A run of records
----
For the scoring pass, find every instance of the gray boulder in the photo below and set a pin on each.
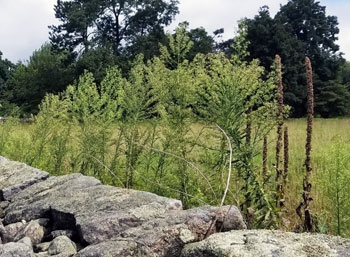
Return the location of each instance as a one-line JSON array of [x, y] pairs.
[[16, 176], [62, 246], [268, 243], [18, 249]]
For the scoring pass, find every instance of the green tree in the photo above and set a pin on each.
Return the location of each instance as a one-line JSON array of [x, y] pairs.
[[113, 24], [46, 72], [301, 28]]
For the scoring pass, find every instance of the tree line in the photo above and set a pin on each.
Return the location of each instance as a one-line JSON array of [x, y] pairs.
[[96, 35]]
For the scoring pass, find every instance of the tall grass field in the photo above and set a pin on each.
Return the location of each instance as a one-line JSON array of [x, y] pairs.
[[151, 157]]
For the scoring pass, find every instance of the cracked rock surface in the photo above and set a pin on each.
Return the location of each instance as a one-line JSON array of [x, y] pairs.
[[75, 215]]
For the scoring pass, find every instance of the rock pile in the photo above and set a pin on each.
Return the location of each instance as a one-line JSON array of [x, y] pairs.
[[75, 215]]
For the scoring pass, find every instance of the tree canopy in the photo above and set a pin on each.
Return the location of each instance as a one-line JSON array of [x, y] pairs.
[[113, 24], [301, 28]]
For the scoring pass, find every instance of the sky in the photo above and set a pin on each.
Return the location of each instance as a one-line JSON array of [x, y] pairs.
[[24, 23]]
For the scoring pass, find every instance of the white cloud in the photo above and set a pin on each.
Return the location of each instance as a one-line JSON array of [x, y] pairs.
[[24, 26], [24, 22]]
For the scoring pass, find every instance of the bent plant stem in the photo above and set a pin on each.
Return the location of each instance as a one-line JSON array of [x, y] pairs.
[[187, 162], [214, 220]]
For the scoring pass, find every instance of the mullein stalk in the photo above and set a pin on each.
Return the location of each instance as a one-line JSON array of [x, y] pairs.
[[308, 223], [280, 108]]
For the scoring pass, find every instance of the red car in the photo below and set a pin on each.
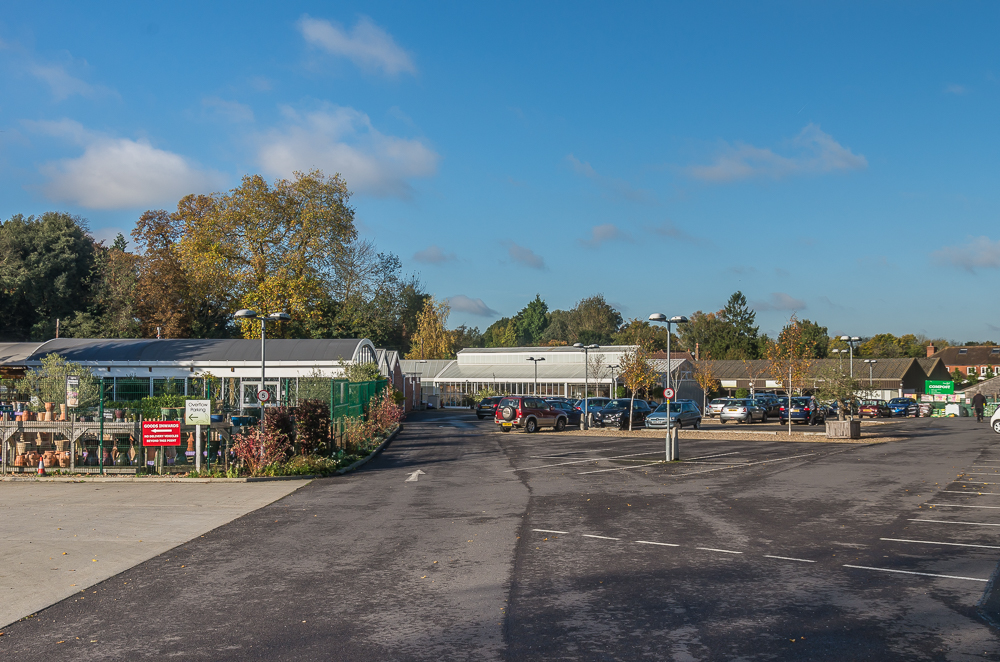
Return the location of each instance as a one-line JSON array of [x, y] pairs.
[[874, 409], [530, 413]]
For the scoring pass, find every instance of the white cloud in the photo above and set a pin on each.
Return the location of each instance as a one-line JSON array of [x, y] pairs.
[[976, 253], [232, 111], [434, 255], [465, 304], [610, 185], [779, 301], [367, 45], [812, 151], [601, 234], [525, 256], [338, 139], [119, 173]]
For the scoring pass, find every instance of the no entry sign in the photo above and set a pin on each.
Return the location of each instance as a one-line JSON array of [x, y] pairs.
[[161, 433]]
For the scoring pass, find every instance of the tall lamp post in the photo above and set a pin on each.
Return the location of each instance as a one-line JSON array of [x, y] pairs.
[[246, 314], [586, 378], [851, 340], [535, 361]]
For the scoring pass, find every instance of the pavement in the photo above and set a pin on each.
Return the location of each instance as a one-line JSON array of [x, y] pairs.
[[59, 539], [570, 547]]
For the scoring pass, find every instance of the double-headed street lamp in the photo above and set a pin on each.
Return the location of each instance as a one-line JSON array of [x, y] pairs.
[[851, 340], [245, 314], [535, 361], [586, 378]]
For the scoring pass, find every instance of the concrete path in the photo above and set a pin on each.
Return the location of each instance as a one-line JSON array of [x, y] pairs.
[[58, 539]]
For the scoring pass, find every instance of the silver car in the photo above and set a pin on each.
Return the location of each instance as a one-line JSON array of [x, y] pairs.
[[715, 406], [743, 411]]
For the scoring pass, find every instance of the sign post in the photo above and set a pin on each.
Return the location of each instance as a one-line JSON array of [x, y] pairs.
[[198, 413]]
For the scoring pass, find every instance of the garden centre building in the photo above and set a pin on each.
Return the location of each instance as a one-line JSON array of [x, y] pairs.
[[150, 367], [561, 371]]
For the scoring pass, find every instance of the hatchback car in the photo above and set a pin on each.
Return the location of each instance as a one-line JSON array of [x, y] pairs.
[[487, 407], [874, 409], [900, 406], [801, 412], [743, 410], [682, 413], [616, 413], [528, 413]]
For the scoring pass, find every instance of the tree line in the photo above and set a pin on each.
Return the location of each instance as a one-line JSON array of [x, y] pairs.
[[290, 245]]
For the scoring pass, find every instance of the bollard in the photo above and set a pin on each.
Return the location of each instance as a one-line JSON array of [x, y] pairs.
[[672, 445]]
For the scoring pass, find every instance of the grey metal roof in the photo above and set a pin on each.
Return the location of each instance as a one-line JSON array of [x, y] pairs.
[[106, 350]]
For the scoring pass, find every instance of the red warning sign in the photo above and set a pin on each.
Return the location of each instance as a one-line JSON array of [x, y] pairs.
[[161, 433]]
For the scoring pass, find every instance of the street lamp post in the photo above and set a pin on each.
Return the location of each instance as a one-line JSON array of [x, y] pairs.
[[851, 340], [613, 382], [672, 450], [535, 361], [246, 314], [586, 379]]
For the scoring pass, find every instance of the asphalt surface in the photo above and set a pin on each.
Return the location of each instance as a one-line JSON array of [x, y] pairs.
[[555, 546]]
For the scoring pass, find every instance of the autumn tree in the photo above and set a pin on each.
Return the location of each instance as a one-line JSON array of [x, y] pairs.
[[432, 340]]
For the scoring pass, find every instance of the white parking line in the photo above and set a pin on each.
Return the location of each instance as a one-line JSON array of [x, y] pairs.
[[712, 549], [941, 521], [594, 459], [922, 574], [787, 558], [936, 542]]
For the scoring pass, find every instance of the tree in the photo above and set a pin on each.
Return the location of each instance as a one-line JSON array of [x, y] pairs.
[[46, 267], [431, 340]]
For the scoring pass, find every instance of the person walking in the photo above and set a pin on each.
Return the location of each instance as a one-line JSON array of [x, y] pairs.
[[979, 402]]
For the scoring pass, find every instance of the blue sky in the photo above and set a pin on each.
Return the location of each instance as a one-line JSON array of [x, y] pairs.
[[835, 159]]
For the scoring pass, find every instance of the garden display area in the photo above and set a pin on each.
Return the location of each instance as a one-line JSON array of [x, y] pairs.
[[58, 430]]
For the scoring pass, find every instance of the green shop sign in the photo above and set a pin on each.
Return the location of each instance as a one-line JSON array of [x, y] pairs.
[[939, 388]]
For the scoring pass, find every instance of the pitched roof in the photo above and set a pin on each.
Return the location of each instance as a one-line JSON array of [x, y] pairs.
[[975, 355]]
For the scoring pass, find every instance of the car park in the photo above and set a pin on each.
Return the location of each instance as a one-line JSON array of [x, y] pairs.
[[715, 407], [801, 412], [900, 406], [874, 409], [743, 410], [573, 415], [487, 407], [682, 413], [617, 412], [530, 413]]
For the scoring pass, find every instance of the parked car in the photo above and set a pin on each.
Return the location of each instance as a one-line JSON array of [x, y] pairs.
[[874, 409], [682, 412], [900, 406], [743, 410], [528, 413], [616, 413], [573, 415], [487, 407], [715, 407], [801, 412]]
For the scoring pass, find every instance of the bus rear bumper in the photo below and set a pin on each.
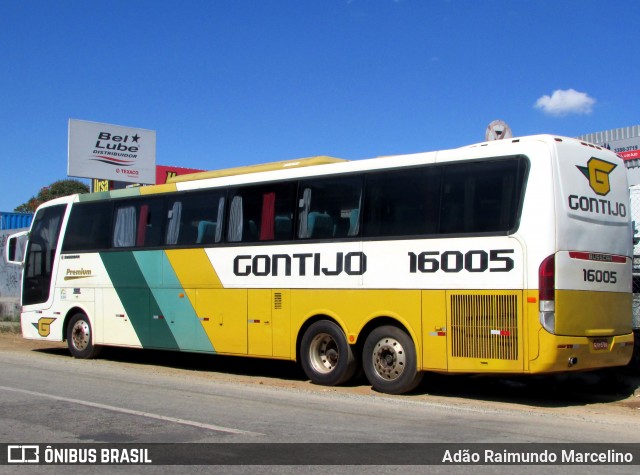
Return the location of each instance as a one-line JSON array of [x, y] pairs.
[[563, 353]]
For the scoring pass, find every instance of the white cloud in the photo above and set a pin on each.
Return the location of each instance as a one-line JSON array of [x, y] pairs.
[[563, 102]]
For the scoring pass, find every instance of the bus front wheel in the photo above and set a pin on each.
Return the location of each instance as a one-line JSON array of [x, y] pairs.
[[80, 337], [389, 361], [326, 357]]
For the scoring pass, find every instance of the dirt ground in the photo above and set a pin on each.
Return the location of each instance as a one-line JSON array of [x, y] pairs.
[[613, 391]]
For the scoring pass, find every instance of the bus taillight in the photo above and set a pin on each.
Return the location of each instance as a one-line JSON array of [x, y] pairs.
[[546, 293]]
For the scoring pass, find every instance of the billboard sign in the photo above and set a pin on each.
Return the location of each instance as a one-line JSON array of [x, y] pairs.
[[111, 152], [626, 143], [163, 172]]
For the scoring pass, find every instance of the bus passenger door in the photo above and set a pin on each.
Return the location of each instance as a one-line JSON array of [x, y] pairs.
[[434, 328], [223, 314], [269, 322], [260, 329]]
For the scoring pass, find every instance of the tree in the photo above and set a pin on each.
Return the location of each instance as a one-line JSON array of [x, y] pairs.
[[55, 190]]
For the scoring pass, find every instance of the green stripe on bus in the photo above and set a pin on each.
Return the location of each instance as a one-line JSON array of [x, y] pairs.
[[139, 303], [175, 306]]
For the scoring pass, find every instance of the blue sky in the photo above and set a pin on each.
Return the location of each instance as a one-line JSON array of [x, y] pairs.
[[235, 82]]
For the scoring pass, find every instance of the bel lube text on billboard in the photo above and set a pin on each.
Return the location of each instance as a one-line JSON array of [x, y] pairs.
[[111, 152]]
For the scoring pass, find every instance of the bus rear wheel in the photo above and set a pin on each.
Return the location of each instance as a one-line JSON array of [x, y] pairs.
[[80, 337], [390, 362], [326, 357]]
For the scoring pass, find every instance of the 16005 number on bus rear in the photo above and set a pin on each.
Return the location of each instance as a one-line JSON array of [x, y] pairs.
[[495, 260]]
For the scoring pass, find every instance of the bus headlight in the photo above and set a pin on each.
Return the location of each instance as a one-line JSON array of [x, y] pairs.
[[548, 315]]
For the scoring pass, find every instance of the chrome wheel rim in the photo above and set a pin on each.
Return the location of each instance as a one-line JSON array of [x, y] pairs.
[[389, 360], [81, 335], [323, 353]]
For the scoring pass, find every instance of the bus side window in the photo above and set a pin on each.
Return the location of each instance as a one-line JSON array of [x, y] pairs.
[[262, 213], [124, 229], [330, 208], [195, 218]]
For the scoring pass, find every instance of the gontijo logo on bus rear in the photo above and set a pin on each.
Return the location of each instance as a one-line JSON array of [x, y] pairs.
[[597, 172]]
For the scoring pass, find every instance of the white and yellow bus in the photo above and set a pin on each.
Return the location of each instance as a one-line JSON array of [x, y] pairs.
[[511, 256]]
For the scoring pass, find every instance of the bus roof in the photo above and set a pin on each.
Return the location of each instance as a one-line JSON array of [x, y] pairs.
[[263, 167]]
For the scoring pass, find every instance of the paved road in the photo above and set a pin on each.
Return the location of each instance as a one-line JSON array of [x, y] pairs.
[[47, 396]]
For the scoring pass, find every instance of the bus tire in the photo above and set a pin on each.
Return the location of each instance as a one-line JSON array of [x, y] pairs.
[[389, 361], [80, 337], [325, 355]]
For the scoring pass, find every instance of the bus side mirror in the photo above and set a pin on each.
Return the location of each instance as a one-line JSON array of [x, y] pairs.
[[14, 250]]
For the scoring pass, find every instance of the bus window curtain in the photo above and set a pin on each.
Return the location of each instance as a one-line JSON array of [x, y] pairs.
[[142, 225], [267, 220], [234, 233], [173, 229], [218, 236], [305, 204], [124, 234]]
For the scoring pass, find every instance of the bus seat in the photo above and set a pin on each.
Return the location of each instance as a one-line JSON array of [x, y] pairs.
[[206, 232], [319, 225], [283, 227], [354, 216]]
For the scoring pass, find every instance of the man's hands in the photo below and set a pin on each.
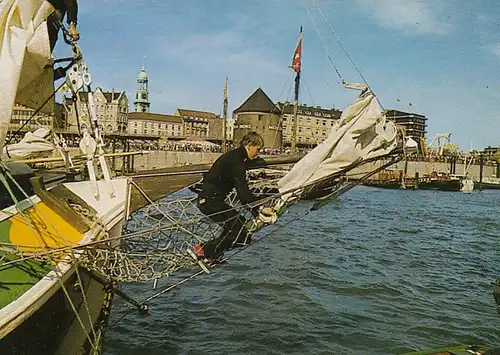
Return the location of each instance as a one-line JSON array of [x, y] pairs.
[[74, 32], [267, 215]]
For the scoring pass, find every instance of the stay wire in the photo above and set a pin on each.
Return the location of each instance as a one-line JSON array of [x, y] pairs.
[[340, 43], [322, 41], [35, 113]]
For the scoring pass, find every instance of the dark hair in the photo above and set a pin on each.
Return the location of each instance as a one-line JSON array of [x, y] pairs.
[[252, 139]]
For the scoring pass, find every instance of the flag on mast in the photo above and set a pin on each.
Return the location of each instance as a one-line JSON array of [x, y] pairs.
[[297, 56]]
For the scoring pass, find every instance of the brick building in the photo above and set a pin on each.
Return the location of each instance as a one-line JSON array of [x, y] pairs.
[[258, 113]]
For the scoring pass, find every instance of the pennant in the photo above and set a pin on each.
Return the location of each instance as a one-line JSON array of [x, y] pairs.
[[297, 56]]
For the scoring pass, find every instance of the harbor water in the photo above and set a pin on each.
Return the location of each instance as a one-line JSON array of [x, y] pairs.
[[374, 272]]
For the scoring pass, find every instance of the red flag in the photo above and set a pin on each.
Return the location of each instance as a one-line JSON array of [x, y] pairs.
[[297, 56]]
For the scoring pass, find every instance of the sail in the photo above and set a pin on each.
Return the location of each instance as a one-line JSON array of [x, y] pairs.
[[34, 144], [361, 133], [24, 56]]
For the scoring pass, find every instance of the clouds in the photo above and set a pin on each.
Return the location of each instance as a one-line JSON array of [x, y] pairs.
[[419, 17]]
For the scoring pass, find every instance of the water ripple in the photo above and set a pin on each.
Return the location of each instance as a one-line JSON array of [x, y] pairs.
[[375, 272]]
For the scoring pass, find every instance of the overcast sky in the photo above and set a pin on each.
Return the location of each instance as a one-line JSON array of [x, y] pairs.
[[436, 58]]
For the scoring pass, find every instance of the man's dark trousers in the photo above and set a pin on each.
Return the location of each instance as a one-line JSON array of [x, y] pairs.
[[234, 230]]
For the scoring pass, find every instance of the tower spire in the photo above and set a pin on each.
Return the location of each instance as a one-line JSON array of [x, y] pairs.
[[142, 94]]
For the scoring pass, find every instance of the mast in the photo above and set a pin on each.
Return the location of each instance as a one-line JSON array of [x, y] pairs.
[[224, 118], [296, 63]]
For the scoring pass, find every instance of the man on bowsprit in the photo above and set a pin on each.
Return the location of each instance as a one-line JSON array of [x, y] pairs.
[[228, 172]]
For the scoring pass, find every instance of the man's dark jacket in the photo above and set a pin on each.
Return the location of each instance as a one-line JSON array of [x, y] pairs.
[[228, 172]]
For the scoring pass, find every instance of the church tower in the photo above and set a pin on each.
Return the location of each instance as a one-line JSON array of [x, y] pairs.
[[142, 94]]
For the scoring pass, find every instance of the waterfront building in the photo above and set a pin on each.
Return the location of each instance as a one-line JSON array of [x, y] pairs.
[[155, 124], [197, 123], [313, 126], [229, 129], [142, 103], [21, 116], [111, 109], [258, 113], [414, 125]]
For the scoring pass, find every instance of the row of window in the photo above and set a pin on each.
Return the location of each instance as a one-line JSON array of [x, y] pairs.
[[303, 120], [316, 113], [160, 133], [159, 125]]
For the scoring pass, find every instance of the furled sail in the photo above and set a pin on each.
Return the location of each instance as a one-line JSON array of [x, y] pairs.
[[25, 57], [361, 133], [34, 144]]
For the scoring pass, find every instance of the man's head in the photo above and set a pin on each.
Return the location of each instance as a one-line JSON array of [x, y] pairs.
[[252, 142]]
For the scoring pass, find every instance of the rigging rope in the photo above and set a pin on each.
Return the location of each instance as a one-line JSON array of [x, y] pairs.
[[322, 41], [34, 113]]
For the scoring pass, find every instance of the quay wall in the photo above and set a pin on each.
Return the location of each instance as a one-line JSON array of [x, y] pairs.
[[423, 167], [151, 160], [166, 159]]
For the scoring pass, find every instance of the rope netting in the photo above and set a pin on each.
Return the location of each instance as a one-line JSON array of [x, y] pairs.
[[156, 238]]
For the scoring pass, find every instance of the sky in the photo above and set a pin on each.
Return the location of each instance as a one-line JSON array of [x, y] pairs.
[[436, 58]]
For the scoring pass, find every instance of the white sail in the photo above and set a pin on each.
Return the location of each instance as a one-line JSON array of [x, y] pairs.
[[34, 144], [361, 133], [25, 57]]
----
Output exactly the lines from the one containing "For the scoring pass, find every instance of the rigging" through the last line of the entries, both ends included.

ANSWER TO THIS TASK:
For the scoring pass, find every instance of the rigging rope in the photo above and set a pin on each.
Return the location of each instance as a one-line JSON array of [x, y] pairs.
[[322, 41], [34, 113]]
For the scoring pass, find every instance of the quay wall in the photo above and set a pin on each.
Return the location of each instance as a one-line JSON array of [x, y] pairs.
[[423, 167], [151, 160], [166, 159]]
For the scoring pass, find every instance of the rope netting in the photo above and set a pin on each.
Return the location of each instance as a one-line JSON array of [x, y] pairs.
[[156, 238]]
For the scoring pass, find every instance of the sky in the photo above and set a pin on each.
Return the location of each instance as a one-line JSON array of [x, y] pairs.
[[436, 58]]
For the scoring pass, find every instance of the white sail in the photo above and set a pin on each.
Return the location of each instance as a one-line JSON array of [x, y] pairs.
[[34, 144], [361, 133], [25, 57]]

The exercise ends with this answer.